> **TASK DATA**
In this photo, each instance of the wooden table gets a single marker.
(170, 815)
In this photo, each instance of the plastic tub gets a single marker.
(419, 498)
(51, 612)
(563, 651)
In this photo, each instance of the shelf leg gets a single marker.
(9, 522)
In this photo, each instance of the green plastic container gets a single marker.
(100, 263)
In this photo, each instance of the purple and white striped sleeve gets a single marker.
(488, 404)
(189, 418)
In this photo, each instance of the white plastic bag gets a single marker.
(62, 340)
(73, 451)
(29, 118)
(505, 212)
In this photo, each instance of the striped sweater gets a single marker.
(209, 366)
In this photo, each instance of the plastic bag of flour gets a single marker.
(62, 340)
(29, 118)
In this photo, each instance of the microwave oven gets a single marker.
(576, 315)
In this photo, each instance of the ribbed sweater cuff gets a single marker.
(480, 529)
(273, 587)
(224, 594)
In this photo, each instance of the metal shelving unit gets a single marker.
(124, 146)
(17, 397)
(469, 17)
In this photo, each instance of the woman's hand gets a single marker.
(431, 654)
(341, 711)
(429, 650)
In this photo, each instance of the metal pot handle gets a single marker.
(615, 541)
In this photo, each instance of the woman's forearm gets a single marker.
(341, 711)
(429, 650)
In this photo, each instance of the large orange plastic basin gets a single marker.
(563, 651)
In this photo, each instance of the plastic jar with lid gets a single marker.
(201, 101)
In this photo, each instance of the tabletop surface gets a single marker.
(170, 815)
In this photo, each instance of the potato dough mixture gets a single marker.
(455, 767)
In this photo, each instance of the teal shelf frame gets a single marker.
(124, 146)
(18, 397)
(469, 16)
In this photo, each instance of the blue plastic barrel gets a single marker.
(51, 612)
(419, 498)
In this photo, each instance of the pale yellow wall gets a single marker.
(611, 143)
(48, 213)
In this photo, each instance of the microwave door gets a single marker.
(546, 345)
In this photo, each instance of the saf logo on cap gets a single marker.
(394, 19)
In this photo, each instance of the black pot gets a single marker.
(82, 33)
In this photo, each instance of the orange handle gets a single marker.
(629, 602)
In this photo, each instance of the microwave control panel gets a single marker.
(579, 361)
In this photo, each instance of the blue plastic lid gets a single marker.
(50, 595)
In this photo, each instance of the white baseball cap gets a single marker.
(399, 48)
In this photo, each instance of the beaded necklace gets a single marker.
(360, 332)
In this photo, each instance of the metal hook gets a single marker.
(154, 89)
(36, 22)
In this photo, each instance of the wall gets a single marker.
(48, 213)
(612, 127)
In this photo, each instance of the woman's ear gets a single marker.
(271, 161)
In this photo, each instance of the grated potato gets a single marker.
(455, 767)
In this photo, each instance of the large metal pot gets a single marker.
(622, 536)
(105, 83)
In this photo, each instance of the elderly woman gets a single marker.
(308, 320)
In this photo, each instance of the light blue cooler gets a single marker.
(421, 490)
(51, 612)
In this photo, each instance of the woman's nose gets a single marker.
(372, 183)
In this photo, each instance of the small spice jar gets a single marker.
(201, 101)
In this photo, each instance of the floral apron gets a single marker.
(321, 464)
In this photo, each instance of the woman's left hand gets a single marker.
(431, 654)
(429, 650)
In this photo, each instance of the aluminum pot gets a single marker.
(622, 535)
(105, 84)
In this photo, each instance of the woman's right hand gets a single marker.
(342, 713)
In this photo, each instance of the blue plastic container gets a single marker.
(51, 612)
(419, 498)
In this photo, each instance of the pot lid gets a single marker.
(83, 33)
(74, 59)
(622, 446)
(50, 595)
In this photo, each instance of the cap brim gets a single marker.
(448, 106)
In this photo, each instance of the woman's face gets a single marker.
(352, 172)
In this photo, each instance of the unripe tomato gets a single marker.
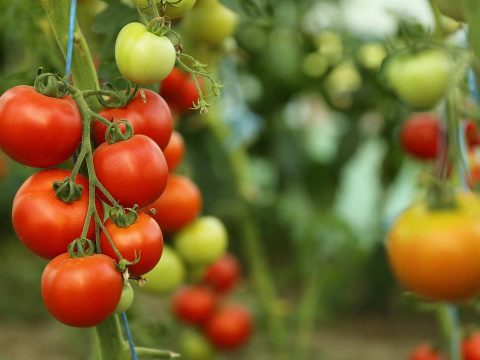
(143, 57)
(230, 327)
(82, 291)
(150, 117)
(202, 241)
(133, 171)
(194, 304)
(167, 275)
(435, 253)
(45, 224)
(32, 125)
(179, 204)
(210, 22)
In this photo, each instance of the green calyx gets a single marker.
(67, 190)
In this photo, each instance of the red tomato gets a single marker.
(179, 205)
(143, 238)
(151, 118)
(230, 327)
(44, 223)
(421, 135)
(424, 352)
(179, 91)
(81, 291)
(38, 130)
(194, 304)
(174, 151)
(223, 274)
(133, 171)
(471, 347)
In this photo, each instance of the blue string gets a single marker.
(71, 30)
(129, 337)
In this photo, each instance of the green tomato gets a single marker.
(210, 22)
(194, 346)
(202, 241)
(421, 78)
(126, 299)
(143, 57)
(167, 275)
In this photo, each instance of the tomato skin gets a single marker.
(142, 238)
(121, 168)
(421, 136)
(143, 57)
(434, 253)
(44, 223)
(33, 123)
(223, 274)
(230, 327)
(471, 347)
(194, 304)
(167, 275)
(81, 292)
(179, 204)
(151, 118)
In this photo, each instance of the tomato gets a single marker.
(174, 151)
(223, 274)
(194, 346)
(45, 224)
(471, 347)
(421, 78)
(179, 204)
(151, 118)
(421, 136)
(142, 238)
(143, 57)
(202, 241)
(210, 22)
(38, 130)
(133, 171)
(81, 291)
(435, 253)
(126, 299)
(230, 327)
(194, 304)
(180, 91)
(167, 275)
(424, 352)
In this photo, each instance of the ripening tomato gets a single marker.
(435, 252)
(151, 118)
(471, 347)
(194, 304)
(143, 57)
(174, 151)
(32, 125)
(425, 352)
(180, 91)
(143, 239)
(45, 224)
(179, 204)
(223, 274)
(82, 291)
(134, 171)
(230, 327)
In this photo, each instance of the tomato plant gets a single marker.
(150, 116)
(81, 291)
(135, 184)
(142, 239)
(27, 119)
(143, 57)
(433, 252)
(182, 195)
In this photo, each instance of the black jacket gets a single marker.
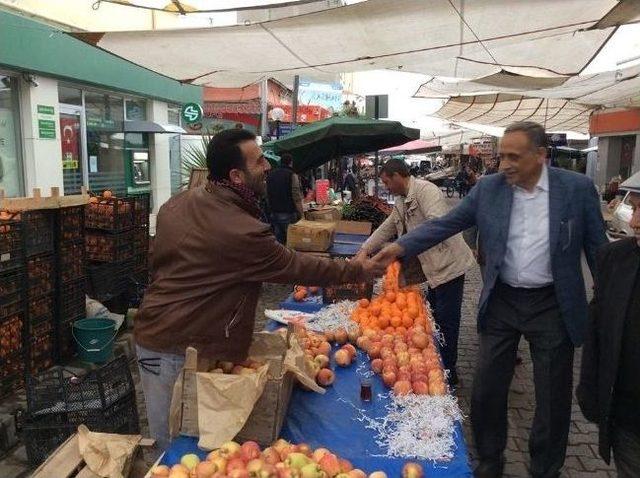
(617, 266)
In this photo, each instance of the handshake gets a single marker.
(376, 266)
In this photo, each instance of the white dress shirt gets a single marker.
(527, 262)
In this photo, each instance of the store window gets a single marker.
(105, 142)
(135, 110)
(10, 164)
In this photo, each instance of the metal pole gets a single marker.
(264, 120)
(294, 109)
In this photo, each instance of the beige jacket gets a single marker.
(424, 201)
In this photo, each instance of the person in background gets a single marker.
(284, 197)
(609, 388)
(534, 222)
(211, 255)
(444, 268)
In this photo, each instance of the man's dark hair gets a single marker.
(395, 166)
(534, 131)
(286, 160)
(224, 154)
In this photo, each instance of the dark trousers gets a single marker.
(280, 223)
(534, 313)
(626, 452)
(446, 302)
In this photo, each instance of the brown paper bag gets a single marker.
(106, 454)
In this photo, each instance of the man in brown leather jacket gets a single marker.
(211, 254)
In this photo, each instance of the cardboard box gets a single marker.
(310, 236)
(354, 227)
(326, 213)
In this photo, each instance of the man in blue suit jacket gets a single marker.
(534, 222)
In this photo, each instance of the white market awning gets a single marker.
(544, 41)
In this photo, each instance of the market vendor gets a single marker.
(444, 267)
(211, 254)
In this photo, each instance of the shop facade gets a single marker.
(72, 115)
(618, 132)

==

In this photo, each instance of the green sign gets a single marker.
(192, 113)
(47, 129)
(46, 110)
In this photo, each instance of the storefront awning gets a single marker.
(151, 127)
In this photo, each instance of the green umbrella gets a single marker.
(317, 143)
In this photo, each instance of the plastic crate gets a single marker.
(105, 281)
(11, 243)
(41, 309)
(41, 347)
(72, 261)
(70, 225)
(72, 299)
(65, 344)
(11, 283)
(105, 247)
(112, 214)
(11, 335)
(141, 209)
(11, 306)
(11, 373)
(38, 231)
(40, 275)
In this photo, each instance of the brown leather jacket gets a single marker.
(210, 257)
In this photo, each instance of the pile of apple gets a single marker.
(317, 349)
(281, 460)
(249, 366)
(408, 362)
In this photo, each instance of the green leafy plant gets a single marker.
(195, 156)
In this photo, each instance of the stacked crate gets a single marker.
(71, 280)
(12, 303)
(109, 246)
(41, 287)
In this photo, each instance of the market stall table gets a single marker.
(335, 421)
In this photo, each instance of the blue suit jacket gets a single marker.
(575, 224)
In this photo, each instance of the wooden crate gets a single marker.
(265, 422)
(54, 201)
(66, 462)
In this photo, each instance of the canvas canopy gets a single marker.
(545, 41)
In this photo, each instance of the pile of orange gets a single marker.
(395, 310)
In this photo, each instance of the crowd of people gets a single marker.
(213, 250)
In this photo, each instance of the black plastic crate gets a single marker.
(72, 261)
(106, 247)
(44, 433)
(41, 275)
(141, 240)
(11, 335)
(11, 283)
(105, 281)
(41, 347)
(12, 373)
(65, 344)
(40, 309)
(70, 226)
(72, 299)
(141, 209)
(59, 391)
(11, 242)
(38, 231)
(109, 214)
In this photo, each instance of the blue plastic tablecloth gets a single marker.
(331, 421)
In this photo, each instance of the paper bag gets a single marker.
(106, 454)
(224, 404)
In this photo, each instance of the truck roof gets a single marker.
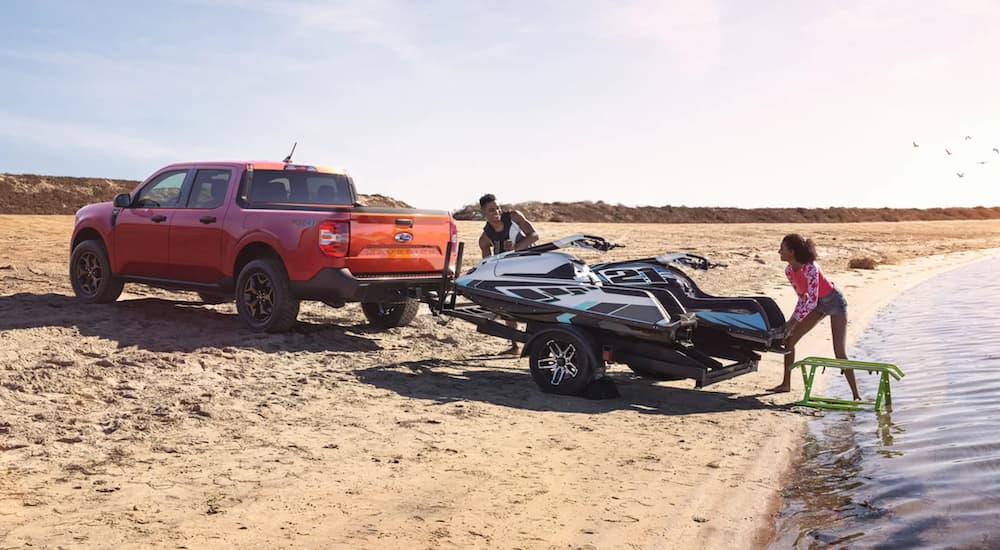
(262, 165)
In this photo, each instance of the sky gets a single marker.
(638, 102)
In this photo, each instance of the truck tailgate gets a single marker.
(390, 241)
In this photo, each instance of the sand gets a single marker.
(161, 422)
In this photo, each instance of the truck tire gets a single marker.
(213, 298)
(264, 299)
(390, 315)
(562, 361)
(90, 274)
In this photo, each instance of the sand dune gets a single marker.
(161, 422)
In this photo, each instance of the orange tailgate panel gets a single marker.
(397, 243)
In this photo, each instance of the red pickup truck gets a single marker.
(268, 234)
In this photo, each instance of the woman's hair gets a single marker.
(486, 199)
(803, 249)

---

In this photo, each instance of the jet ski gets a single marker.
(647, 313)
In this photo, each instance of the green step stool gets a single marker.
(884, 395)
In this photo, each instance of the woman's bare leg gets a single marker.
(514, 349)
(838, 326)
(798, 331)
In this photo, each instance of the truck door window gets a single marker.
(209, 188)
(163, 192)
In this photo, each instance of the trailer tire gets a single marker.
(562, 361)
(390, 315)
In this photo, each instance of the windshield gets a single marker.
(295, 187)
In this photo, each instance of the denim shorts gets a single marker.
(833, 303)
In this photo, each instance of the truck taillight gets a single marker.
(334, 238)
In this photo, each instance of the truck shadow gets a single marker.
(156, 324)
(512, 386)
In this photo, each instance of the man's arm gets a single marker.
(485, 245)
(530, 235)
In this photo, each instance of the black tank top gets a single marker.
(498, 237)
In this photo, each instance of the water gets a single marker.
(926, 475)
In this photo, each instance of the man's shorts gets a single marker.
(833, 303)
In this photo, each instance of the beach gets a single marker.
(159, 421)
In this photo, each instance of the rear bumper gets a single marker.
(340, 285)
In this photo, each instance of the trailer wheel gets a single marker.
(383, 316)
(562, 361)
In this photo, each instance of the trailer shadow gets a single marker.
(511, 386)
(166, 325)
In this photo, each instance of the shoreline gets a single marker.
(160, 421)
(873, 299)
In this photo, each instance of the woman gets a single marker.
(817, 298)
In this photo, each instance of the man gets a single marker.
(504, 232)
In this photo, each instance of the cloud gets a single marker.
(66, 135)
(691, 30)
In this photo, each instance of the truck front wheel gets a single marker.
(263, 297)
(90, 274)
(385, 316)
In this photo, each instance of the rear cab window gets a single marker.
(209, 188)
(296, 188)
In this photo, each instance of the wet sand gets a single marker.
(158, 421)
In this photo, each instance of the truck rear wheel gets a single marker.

> **WHAT YOU WILL DO**
Show each line of the entries above that contains the word "tomato".

> **SOLUTION BELOW**
In this photo, each instance of the unripe tomato gets a single marker.
In this photo, each instance of the red tomato gets a single marker.
In this photo, each instance of the green tomato gets a single marker.
In this photo, each instance of the tomato skin gets a single marker.
In this photo, each instance of the tomato gets a single marker.
In this photo, each instance of the ripening tomato gets a single marker.
In this photo, each instance of the tomato plant gets a single marker.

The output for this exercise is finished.